Top of Information

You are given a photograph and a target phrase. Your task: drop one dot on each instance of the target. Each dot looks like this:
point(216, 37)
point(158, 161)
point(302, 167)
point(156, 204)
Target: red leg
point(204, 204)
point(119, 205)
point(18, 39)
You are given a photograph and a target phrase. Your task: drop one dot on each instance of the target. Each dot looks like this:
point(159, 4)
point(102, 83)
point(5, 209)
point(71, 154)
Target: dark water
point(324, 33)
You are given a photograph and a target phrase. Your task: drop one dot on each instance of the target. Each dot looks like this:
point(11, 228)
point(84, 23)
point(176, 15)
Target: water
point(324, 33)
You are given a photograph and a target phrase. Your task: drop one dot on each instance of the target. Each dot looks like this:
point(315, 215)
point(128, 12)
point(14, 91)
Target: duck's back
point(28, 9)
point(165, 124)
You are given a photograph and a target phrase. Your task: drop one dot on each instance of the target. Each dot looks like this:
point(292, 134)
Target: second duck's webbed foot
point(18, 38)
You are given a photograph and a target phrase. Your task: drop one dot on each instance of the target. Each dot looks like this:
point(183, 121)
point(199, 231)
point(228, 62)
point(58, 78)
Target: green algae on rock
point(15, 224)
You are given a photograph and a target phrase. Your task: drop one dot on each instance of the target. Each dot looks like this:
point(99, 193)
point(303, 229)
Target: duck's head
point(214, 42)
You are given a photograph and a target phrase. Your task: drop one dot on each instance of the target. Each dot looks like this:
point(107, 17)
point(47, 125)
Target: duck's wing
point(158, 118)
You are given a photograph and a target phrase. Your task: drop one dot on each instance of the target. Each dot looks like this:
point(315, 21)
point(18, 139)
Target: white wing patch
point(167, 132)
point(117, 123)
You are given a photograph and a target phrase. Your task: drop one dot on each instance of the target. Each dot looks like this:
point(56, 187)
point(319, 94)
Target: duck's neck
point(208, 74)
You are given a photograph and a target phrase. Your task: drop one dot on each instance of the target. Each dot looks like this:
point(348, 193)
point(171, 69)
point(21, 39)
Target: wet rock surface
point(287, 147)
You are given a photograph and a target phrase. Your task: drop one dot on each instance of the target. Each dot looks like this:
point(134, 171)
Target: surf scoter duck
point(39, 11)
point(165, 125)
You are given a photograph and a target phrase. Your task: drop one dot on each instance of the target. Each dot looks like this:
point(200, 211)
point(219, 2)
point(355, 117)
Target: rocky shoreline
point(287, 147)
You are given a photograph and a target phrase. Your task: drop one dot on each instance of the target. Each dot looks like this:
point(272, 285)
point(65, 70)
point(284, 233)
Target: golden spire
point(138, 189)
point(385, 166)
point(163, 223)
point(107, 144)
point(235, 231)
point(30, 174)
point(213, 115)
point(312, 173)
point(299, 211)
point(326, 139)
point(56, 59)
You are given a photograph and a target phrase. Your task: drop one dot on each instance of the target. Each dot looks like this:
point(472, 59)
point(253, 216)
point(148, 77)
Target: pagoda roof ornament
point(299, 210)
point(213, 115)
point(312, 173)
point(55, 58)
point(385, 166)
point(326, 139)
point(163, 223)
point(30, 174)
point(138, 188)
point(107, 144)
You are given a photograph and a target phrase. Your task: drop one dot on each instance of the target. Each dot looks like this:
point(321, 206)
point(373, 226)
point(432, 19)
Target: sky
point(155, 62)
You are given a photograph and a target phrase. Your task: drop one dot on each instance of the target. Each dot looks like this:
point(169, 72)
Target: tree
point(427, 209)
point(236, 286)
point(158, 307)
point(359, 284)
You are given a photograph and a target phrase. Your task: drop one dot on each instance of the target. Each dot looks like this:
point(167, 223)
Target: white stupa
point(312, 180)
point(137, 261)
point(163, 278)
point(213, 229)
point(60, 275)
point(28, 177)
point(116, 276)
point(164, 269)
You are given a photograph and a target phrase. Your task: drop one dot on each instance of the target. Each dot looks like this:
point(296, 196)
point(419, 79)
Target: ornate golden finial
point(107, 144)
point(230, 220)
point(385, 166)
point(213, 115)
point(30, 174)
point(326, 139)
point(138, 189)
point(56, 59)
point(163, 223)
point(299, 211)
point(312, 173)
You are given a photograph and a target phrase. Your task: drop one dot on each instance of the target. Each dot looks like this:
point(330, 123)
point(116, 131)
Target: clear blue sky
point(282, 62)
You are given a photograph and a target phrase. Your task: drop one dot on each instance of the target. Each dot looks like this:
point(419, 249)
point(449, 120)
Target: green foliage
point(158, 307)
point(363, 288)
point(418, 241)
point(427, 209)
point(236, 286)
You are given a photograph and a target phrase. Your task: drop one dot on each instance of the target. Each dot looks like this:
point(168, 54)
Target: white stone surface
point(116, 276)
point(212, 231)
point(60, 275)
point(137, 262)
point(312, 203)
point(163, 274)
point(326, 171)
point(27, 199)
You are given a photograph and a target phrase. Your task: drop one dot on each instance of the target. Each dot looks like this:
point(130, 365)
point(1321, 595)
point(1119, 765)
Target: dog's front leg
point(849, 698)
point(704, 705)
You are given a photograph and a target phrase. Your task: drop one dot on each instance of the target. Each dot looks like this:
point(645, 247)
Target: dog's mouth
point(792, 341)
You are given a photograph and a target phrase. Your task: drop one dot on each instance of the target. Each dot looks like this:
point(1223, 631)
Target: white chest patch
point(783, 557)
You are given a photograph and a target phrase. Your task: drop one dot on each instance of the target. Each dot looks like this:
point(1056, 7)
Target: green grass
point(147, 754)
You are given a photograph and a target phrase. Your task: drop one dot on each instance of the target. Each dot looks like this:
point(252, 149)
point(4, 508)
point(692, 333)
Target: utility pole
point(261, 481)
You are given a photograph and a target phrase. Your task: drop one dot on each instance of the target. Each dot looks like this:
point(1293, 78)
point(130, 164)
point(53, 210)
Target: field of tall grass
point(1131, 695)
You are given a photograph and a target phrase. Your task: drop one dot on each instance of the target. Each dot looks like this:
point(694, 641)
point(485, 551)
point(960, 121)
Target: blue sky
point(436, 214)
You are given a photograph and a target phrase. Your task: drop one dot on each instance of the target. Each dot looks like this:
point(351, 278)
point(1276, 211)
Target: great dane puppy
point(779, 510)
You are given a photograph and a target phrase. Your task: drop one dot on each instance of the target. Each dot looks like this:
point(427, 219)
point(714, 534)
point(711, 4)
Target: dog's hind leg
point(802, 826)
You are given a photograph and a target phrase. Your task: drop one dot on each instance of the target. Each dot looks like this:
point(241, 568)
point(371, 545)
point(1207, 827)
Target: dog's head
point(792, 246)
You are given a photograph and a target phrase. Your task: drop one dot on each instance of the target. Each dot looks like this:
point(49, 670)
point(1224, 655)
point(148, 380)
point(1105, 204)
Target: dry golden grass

Bottom of Information

**Work instructions:** Transcribe each record above exactly. Skip none.

**Expected output:**
You are given a photograph and a target phrase. Your task: drop one dot on each instance of the target. Each dot looks like this:
point(216, 37)
point(158, 161)
point(302, 167)
point(156, 204)
Target: red leg
point(204, 204)
point(119, 205)
point(18, 39)
You are given a photograph and a target phrase. Your task: drop one dot on each instance of the target. Each dot looks like this:
point(159, 4)
point(102, 83)
point(5, 209)
point(71, 154)
Target: dark water
point(324, 33)
You are given a photograph and a target phrase. Your task: drop one dot on each instance of the target. Each dot looks like this:
point(11, 228)
point(84, 23)
point(176, 15)
Target: water
point(324, 33)
You are given a photograph and a target phrase. Your task: drop one dot on each instance of the target. Each dot looks like this:
point(315, 215)
point(128, 12)
point(14, 91)
Target: duck's back
point(28, 9)
point(165, 124)
You are given a photograph and a target phrase. Your task: drop one dot on each instance of the target. Each dot looks like this:
point(292, 134)
Target: second duck's webbed foot
point(18, 38)
You are given a photograph and a target phrase. Your task: drop one dot on each instance of the target. Each dot looks like this:
point(183, 121)
point(199, 231)
point(228, 62)
point(58, 78)
Target: green algae on rock
point(15, 224)
You are given a photograph and a target phrase. Your task: drop one dot on each instance of the target. Each dot looks like this:
point(99, 193)
point(303, 229)
Target: duck's head
point(214, 42)
You are given a photograph and a target phrase. Your task: drop one dot on each instance of the target. Each dot looks like this:
point(107, 17)
point(47, 125)
Target: duck's wing
point(158, 118)
You are given a photograph and a target phrase. Your task: drop one dot on each instance of the target. Each dot looks like this:
point(315, 21)
point(18, 139)
Target: white wing patch
point(167, 132)
point(117, 123)
You are given a photograph and a target phrase. Your task: drop one dot on each instance of the target. Each dot looks like this:
point(56, 187)
point(319, 94)
Target: duck's neck
point(208, 74)
You are given a photograph and a target phrase. Your task: drop one dot on each instance of the target. Each dot looks like this:
point(348, 193)
point(171, 69)
point(21, 39)
Target: wet rock surface
point(287, 147)
You are given a photograph and a target phrase. Your task: drop one dot on each instance of the target. Each dot looks like this:
point(134, 171)
Target: surf scoter duck
point(39, 11)
point(165, 125)
You are given a photograph and a target phrase. Your task: drop one dot on each instance of the target. Each dot looks like this:
point(200, 211)
point(219, 2)
point(355, 117)
Target: rocky shoreline
point(287, 147)
You are given a photograph and a target phrase. Your task: drop one dot on each instance of the target. Each dot looks like this:
point(272, 285)
point(65, 70)
point(284, 233)
Target: golden spire
point(138, 189)
point(385, 166)
point(163, 223)
point(107, 144)
point(235, 231)
point(30, 174)
point(213, 115)
point(312, 173)
point(299, 211)
point(326, 139)
point(56, 59)
You are given a photograph and a target phrase. Your task: drop one dot on each instance of the target. Each dot looks like this:
point(472, 59)
point(253, 216)
point(148, 77)
Target: pagoda roof ornament
point(299, 210)
point(213, 115)
point(312, 173)
point(55, 58)
point(385, 166)
point(326, 139)
point(163, 223)
point(30, 174)
point(138, 188)
point(107, 144)
You are given a photograph and a target phrase. Your task: drop one dot on each instance of the target. Each dot looks like this:
point(321, 206)
point(373, 226)
point(432, 19)
Target: sky
point(155, 62)
You are given a photograph and a target phrase. Your task: drop one dot on each instance of the target. Each dot looks like this:
point(169, 72)
Target: tree
point(427, 209)
point(236, 286)
point(158, 307)
point(359, 284)
You are given a photograph and a target phrase. Your task: drop one dot on each instance of the target. Each dot looks like this:
point(167, 223)
Target: white stupa
point(312, 180)
point(137, 261)
point(163, 278)
point(213, 229)
point(60, 275)
point(28, 177)
point(116, 276)
point(164, 269)
You are given a photograph and a target phrase. Your task: drop one dot on each instance of the target. Each dot looks like this:
point(296, 196)
point(419, 79)
Target: ornate golden finial
point(107, 144)
point(230, 220)
point(385, 166)
point(213, 115)
point(30, 174)
point(326, 139)
point(138, 189)
point(56, 59)
point(163, 223)
point(299, 211)
point(312, 173)
You are given a photograph and a target phrase. Your task: drop one dot on each instance of the target. Each dot looks like this:
point(330, 123)
point(116, 131)
Target: clear blue sky
point(282, 62)
You are given a photograph and a target phrase. Your task: drop one dot on each instance of the target. Each dot looks like this:
point(419, 249)
point(449, 120)
Target: green foliage
point(158, 307)
point(363, 288)
point(418, 241)
point(427, 209)
point(236, 286)
You are given a photograph and a target phrase. Your task: drop one dot on each instance of the target. Each dot looks like this:
point(168, 54)
Target: white stone surface
point(116, 276)
point(212, 231)
point(60, 275)
point(137, 262)
point(312, 203)
point(163, 274)
point(326, 171)
point(27, 199)
You are given a photograph and a target phrase. Your task: drop one dot on each instance of the target. Each dot looks like this:
point(130, 365)
point(1321, 595)
point(1119, 765)
Target: dog's front leg
point(849, 698)
point(704, 705)
You are given a photograph and a target phrase. Your task: drop one dot on each instance of the target. Each dot looks like this:
point(645, 247)
Target: dog's mouth
point(792, 341)
You are given a photograph and a target phrase. Your task: drop one dot on each instance of the target. Each dot looks like this:
point(1223, 631)
Target: white chest patch
point(783, 557)
You are given a photograph and a target phrase. Your task: drop one dot on each instance of the target. Each dot looks like this:
point(1056, 7)
Target: green grass
point(147, 754)
You are given a photograph and a target phrase. Your task: drop one dot on each instance of the target. Each dot looks like this:
point(252, 149)
point(4, 508)
point(692, 333)
Target: utility pole
point(261, 481)
You are given a photograph and a target phrase. Your task: drop one dot on each instance of the target. Each dot looks like this:
point(1293, 78)
point(130, 164)
point(53, 210)
Target: field of tall grass
point(1131, 695)
You are given a photograph and a target phrase. Your task: drop one dot on each instance of the target. Each dot looks like this:
point(694, 641)
point(485, 551)
point(960, 121)
Target: blue sky
point(436, 214)
You are given a photograph and a target phrase. Your task: drop one dot on each instance of the target. Each dot looks like this:
point(351, 278)
point(1276, 211)
Target: great dane puppy
point(779, 510)
You are given a photograph and a target phrase. Your task: drop one dot on each instance of the target. Each dot looks like this:
point(427, 219)
point(714, 534)
point(711, 4)
Target: dog's hind leg
point(802, 826)
You are given a photograph and a target phrase. Your task: drop one dot on each instance of the target. Each dot looks like this:
point(241, 568)
point(371, 545)
point(1207, 827)
Target: dog's head
point(792, 246)
You are given a photograph and a target phrase. Your task: drop one dot on each instance of the target. Each dot looks like this:
point(49, 670)
point(1224, 655)
point(148, 380)
point(1105, 204)
Target: dry golden grass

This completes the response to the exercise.